[start Data extract]

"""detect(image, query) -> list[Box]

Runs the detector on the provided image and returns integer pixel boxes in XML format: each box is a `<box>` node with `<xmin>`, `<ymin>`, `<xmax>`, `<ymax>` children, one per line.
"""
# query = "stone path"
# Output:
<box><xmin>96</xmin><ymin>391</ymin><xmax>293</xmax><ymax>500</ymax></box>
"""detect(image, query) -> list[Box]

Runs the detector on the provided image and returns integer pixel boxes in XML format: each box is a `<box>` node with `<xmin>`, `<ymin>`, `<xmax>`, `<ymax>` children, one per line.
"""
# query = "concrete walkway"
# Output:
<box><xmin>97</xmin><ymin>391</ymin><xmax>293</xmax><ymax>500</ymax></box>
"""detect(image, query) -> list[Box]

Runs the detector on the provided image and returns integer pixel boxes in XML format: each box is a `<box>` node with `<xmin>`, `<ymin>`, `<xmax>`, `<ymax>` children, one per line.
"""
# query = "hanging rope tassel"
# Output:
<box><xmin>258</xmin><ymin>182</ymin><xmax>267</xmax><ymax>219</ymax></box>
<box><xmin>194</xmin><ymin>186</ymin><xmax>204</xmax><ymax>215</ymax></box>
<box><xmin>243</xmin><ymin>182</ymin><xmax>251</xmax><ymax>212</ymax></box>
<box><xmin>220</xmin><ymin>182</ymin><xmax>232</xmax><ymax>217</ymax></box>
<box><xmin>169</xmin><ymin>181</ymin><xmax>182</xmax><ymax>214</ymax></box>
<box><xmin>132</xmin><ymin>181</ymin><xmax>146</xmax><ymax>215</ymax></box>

[end Data extract]

What the exercise asks.
Copy out every line of the records above, keeping each one as it stands.

Final result.
"""detect(image, query) -> list[Box]

Runs the detector on the provided image and returns integer pixel boxes in XML format: each box is a `<box>` node with `<xmin>`, `<ymin>`, `<xmax>`, `<ymax>` children, one per line.
"""
# query = "stone path"
# Output:
<box><xmin>96</xmin><ymin>391</ymin><xmax>293</xmax><ymax>500</ymax></box>
"""detect(image, query) -> list[Box]

Runs the detector on the provided image and returns integer pixel boxes in XML format: each box is a `<box>` node with `<xmin>`, `<ymin>`, `<xmax>`, `<ymax>` children, one per line.
"""
# query = "concrete walkway"
# Output:
<box><xmin>97</xmin><ymin>391</ymin><xmax>293</xmax><ymax>500</ymax></box>
"""detect(image, query) -> list[Box]

Runs the detector on the provided image and returns integer pixel boxes in XML format: each box is a `<box>` node with `<xmin>`, `<ymin>`, `<xmax>`, `<ymax>` children, one per line.
"""
# query = "hanging rope tassel"
# Output:
<box><xmin>258</xmin><ymin>182</ymin><xmax>267</xmax><ymax>219</ymax></box>
<box><xmin>194</xmin><ymin>186</ymin><xmax>204</xmax><ymax>215</ymax></box>
<box><xmin>243</xmin><ymin>182</ymin><xmax>251</xmax><ymax>212</ymax></box>
<box><xmin>220</xmin><ymin>182</ymin><xmax>232</xmax><ymax>217</ymax></box>
<box><xmin>169</xmin><ymin>181</ymin><xmax>182</xmax><ymax>214</ymax></box>
<box><xmin>132</xmin><ymin>181</ymin><xmax>146</xmax><ymax>215</ymax></box>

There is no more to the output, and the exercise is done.